Stored items »
++++++++++

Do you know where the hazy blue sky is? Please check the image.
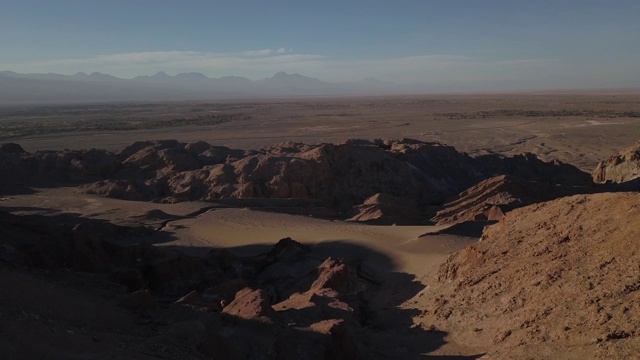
[0,0,640,90]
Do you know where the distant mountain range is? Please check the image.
[0,71,433,105]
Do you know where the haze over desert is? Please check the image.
[0,0,640,360]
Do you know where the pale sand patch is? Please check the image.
[178,209,477,277]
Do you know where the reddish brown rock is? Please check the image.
[423,193,640,358]
[592,142,640,183]
[222,288,275,321]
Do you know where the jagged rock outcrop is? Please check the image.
[431,175,592,225]
[422,193,640,358]
[0,139,591,223]
[0,212,379,359]
[592,142,640,183]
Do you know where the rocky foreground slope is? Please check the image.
[422,192,640,359]
[0,212,418,359]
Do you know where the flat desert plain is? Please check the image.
[0,92,640,359]
[5,92,640,171]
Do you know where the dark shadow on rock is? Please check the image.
[0,208,484,359]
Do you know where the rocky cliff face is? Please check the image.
[424,193,640,358]
[0,212,406,360]
[592,142,640,183]
[0,139,591,221]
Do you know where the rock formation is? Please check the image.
[592,142,640,183]
[0,139,591,223]
[423,193,640,358]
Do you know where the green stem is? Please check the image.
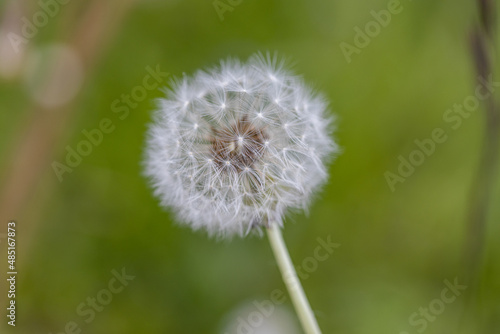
[267,224,321,334]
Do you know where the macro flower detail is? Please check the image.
[145,54,337,236]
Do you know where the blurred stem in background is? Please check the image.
[464,0,500,326]
[0,0,136,304]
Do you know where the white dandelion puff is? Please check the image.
[145,54,338,334]
[146,54,337,237]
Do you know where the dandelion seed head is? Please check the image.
[145,54,338,237]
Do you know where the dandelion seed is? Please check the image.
[145,55,338,334]
[145,55,336,236]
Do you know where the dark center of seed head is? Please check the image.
[211,117,267,172]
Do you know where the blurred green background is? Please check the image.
[0,0,500,334]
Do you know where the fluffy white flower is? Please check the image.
[145,54,337,236]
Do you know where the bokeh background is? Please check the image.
[0,0,500,334]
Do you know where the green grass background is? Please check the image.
[0,0,500,334]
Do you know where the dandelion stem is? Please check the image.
[267,223,321,334]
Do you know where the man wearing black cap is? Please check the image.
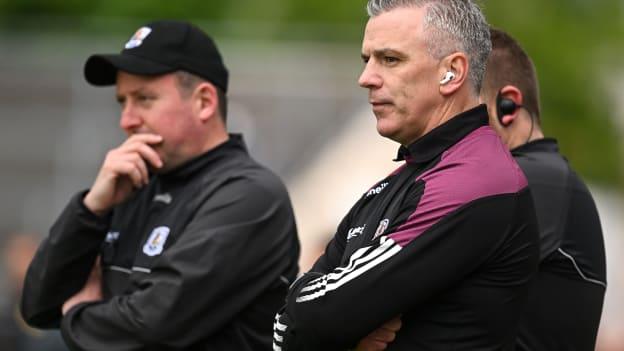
[22,21,299,350]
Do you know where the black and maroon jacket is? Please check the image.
[273,105,538,351]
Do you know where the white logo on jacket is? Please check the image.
[347,224,366,241]
[143,226,169,256]
[365,182,389,197]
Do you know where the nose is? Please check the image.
[358,59,383,89]
[119,102,143,134]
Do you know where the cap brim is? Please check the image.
[84,54,175,86]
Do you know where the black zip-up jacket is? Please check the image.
[512,138,607,351]
[22,136,299,351]
[273,105,538,351]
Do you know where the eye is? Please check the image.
[136,94,154,104]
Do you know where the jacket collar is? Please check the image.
[395,105,488,163]
[511,138,559,155]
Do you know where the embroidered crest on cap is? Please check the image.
[125,27,152,49]
[143,226,169,256]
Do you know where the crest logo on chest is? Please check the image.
[143,226,169,256]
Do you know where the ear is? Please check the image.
[494,85,523,126]
[438,52,468,96]
[193,82,219,122]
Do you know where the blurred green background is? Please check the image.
[0,0,624,189]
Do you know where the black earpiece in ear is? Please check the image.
[496,91,522,127]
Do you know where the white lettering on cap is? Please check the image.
[125,27,152,49]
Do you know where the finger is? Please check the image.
[117,160,145,188]
[128,153,149,185]
[117,138,163,168]
[136,144,163,168]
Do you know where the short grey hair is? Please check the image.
[366,0,492,94]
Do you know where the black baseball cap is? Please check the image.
[84,20,228,92]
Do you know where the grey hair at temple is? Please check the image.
[367,0,492,94]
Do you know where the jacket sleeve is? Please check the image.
[28,178,296,350]
[21,192,110,328]
[274,191,537,351]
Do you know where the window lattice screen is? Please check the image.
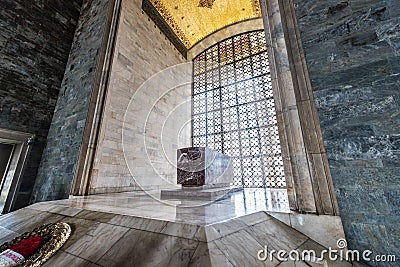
[192,31,286,188]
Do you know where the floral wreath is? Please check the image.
[0,222,71,267]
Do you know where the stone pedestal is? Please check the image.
[161,147,243,200]
[177,147,233,188]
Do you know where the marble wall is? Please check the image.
[31,0,110,202]
[294,0,400,266]
[0,0,82,208]
[89,0,192,193]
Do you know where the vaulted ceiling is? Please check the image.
[145,0,261,49]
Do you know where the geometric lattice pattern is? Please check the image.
[192,30,286,188]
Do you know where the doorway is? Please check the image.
[0,129,35,214]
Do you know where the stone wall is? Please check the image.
[0,0,82,208]
[89,0,191,193]
[31,0,111,202]
[295,0,400,266]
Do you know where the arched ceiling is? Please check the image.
[145,0,261,49]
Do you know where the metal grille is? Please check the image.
[192,31,286,188]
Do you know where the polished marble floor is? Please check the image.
[0,189,361,267]
[52,188,290,225]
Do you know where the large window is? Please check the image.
[192,31,286,188]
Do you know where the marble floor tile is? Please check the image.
[246,219,308,251]
[109,215,168,233]
[297,240,352,267]
[61,218,100,250]
[0,209,65,234]
[239,211,276,226]
[42,251,99,267]
[267,211,291,226]
[277,261,310,267]
[290,213,345,251]
[161,222,205,241]
[97,229,199,267]
[75,210,116,223]
[205,219,248,241]
[188,242,238,267]
[65,223,129,262]
[51,189,290,225]
[213,230,268,267]
[0,226,20,245]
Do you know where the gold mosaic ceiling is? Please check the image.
[150,0,261,49]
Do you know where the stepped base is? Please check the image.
[161,186,243,200]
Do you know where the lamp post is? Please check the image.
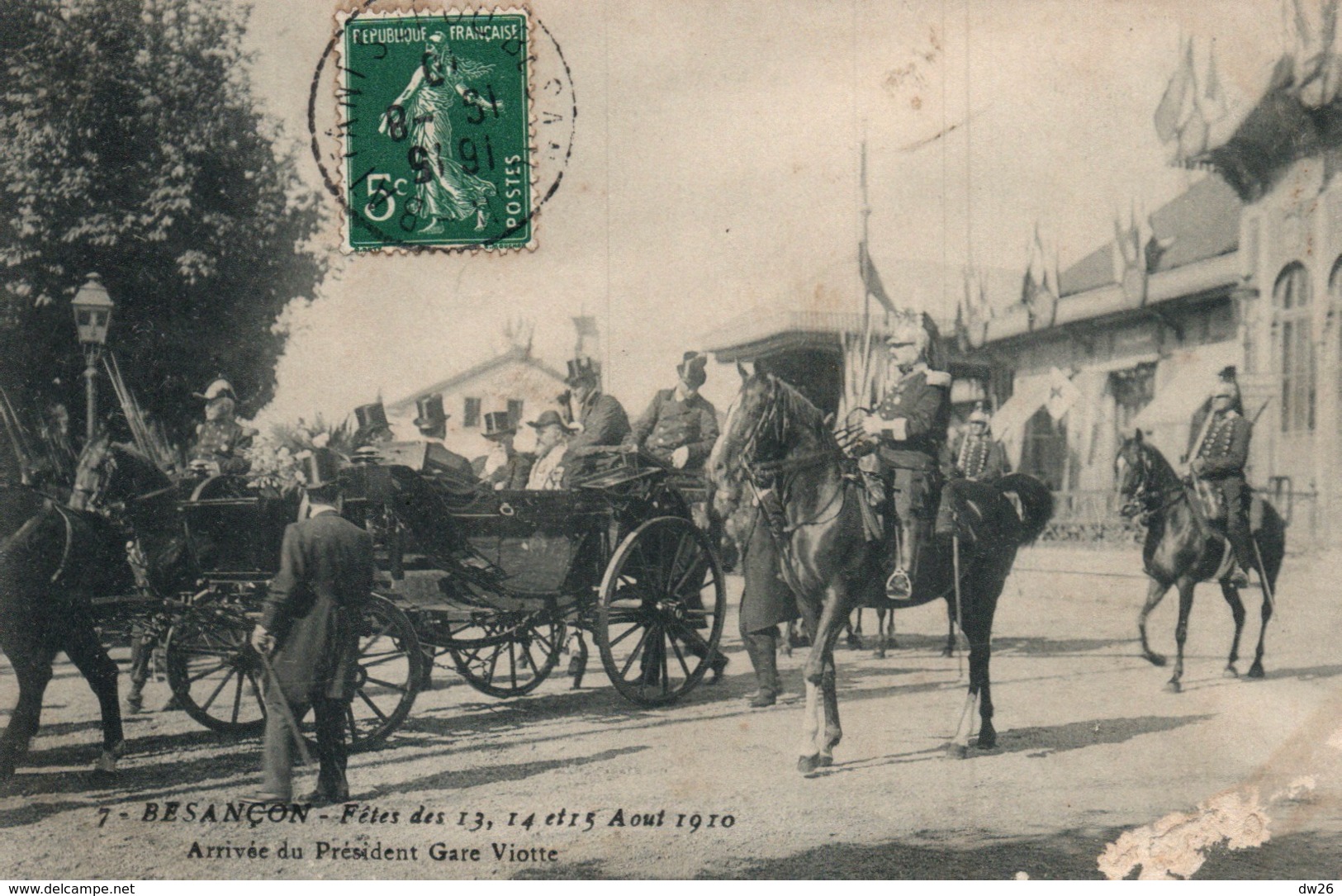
[70,273,116,444]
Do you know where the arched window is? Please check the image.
[1273,262,1316,432]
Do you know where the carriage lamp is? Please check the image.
[70,273,116,443]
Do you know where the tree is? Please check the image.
[0,0,325,438]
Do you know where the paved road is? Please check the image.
[0,548,1342,879]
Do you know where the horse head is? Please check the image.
[70,434,172,510]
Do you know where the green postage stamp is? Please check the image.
[339,9,535,251]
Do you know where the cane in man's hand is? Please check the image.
[254,634,313,766]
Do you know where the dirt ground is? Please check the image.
[0,548,1342,880]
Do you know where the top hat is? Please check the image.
[302,448,339,490]
[564,358,601,386]
[675,352,709,389]
[526,410,575,432]
[354,401,392,430]
[415,391,448,429]
[485,410,512,439]
[191,377,238,401]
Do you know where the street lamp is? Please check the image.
[70,273,116,444]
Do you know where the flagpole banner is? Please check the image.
[0,0,1342,894]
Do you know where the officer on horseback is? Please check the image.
[863,318,951,598]
[1189,373,1254,587]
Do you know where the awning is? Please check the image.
[1133,342,1244,462]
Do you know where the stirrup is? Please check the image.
[886,566,914,600]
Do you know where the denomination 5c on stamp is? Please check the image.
[337,9,534,251]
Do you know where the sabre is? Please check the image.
[256,651,313,766]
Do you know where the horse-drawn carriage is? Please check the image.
[135,445,726,750]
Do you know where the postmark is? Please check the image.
[335,8,535,252]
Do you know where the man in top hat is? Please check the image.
[625,352,718,469]
[187,378,256,476]
[564,358,629,484]
[863,316,951,598]
[353,401,391,449]
[1189,372,1254,587]
[471,410,531,488]
[415,391,451,441]
[251,448,373,805]
[951,401,1011,483]
[526,410,573,491]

++++++++++

SHORT PROBLEM »
Arrange the lines of the material as a numbered list, from the line containing "Do you know where the stone wall" through the line containing "[339,9,535,251]", inclusive. Skip blank lines and leave out the pictures.

TASK RESPONSE »
1. Do you know where the stone wall is? Please check the image.
2. [0,0,82,208]
3. [89,0,191,193]
4. [31,0,111,202]
5. [295,0,400,266]
6. Do you know where the arched ceiling is? Please check the image.
7. [145,0,261,49]
8. Do you know where the metal grille is? Please check the image.
9. [192,31,286,188]
10. Do you know where the polished marble floor is? Please check the image.
11. [0,189,361,267]
12. [52,188,290,225]
13. Do you know where the large window is? Please check the image.
14. [192,31,286,188]
15. Do you know where the marble floor tile is? Please check the image.
16. [246,219,308,251]
17. [109,215,168,233]
18. [297,240,352,267]
19. [61,218,100,250]
20. [0,209,65,234]
21. [239,211,276,226]
22. [42,251,99,267]
23. [267,211,291,226]
24. [277,261,310,267]
25. [290,213,345,251]
26. [161,222,205,241]
27. [97,229,199,267]
28. [75,210,116,223]
29. [205,219,248,241]
30. [188,242,238,267]
31. [65,223,129,262]
32. [51,189,290,225]
33. [213,230,268,267]
34. [0,226,20,245]
35. Do you know where the gold mosaic ceiling is? Please check the image.
36. [150,0,261,49]
37. Do you know where the stepped base is? Please check the image.
38. [161,186,243,200]
39. Do you know where the lamp post is? Please check the image.
40. [70,273,116,444]
41. Do you know where the arched window is? Please check the image.
42. [1273,262,1316,432]
43. Do you know where the carriage lamp is? Please check the image.
44. [70,273,116,443]
45. Do you know where the tree is? Please check the image.
46. [0,0,325,438]
47. Do you know where the paved road is? Please check the image.
48. [0,548,1342,879]
49. Do you know where the horse head is? Please check the image.
50. [70,434,172,510]
51. Do you know where the green postage stamp is? Please check the image.
52. [339,9,535,251]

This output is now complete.